** TASK OBJECTIVE **
How many lines in the rows below contain the string "block"? Matching is case-sensitive, and your reply should be only the number.

** STORED RECORDS **
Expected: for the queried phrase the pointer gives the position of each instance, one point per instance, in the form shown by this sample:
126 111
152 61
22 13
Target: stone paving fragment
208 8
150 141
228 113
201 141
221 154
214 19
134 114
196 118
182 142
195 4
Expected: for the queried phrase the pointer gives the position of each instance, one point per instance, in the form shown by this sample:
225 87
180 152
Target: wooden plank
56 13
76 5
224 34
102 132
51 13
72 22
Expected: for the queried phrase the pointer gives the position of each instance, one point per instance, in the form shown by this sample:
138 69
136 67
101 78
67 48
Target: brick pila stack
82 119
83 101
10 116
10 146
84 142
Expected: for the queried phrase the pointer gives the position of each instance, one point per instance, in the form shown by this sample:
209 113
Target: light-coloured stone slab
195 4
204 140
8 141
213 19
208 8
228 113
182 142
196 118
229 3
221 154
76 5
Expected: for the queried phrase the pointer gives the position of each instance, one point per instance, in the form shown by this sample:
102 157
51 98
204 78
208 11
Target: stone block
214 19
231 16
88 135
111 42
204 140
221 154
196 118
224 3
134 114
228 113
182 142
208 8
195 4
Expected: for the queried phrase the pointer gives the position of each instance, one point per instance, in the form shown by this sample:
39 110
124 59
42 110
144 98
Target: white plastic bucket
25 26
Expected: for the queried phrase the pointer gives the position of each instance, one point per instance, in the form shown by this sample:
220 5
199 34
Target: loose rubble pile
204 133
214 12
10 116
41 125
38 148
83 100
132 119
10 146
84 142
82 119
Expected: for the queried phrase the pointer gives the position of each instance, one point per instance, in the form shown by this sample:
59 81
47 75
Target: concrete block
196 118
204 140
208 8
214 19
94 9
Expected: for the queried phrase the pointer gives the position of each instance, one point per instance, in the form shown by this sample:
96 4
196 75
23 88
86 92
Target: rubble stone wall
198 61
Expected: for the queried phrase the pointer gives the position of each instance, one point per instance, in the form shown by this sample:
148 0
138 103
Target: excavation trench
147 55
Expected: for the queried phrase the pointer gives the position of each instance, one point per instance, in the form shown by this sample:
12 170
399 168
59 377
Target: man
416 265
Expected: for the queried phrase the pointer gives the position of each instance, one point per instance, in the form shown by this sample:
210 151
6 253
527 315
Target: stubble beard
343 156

** RESULT BELOW **
2